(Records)
-- -- --

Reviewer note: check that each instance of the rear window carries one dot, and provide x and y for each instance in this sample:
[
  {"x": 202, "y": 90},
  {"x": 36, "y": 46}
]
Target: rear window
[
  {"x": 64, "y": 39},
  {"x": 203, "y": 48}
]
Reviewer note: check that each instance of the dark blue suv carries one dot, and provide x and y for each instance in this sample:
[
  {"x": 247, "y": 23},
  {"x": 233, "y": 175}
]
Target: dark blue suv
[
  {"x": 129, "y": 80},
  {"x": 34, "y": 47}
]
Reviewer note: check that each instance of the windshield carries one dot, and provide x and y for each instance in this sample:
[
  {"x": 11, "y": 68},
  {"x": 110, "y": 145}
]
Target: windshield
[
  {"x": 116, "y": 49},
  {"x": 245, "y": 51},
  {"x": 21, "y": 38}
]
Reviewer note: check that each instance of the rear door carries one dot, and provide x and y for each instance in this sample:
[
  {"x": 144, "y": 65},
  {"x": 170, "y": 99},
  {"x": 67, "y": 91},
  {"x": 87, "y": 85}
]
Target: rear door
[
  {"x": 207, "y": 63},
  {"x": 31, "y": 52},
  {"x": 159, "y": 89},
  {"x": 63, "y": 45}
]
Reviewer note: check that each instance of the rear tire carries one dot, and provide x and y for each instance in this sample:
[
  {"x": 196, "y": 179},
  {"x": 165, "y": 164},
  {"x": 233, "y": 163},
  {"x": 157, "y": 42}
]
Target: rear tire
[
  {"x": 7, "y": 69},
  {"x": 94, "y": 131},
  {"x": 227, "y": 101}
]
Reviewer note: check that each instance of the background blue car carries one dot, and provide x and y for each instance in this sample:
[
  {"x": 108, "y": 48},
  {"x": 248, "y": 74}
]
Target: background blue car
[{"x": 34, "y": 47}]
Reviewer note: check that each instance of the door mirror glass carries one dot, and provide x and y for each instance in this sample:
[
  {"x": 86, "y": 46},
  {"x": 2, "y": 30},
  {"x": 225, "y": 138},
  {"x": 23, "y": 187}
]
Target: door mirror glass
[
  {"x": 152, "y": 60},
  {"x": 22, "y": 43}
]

-- -- --

Rewrite the lines from the one containing "Reviewer note: check that each instance of the door" through the end of the Records, requests included. Multiply every answer coordinate by 2.05 and round it to a whole number, with halves rounded up, but leave the numbers in the requests and their format samples unchanged.

> Problem solution
Reviewer note: check that each instance of the door mirror glass carries one dot, and provide x and y for each instance in this sample:
[
  {"x": 86, "y": 46},
  {"x": 2, "y": 30},
  {"x": 225, "y": 138},
  {"x": 23, "y": 187}
]
Target: door mirror glass
[
  {"x": 312, "y": 123},
  {"x": 45, "y": 88}
]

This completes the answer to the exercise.